Rewrite the records below with "bounding box" replaced by "enclosing box" everywhere it occurs, keeping everything else the same. Omit the pictures from your answer.

## Entries shown
----------

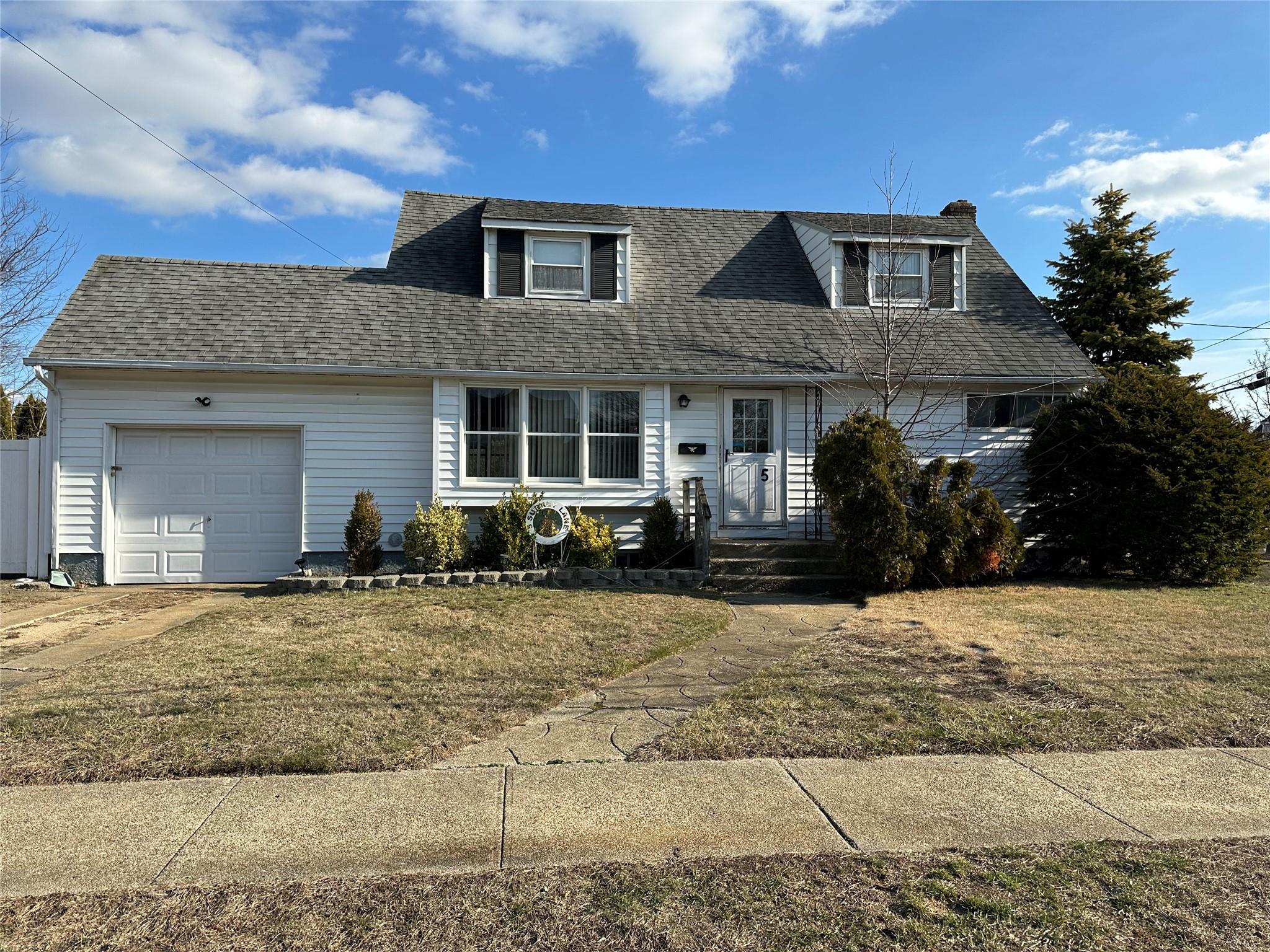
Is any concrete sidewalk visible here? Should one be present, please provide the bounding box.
[0,747,1270,896]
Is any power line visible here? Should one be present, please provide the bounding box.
[1195,321,1270,354]
[0,27,352,267]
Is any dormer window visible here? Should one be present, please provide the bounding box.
[528,235,590,297]
[871,249,930,305]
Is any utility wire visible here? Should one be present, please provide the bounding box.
[0,27,352,267]
[1195,321,1270,354]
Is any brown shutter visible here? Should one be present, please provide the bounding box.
[497,229,525,297]
[931,245,952,307]
[842,245,869,307]
[590,234,617,301]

----------

## Finished answer
Is any concrete sidewalk visible here? Should one be present, please provide the enclosing box.
[0,747,1270,896]
Is any power line visible here? Should one be present, please provide the enclosing box.
[1195,321,1270,354]
[0,27,352,267]
Is any dormer window visible here? Should one be present, please provide the enclosing box.
[528,235,590,297]
[871,249,930,305]
Is any utility wire visible here? Should one be present, please provide the enclosing box.
[0,27,352,267]
[1195,321,1270,354]
Is any brown shutter visible here? Should one be present, please provide the enclosing box.
[497,229,525,297]
[931,245,952,307]
[842,245,869,307]
[590,234,617,301]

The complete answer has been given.